* [Task to complete]: Could you copy out the listing below with "fattest" replaced by "widest" everywhere, leaving every other word as it is?

## Begin Material provided

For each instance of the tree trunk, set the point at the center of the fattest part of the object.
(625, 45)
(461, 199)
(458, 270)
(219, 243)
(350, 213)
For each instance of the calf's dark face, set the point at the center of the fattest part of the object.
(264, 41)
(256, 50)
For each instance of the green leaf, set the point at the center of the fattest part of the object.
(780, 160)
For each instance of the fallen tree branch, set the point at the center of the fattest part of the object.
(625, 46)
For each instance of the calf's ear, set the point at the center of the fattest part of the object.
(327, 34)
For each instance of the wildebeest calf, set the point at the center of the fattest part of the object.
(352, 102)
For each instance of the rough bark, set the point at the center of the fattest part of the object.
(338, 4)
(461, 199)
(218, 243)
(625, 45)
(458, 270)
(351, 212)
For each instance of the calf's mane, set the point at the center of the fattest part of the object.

## End Material provided

* [Output below]:
For each instance of the tree trunk, set the point at the center of the widest part of the object.
(625, 45)
(461, 199)
(458, 270)
(219, 243)
(350, 213)
For each instance of the calf's dark face, set the point at the center of the widest part of the object.
(264, 41)
(256, 50)
For each instance of the green leaf, set the point at the center of the widest part of the object.
(780, 160)
For each instance of the fallen tree branch, set the point at the center of the widest part of the object.
(625, 46)
For each instance of the calf's ear, set the point at the center of the widest part of the object.
(327, 34)
For each instance of the wildebeest calf, set the point at the center of the widest part of the object.
(352, 102)
For each instance of the rough bark, set the point at the center of the widest part of the object.
(338, 4)
(461, 199)
(218, 243)
(625, 45)
(458, 270)
(351, 212)
For each instance of the calf's mane, set the point at the center of the widest part of the object.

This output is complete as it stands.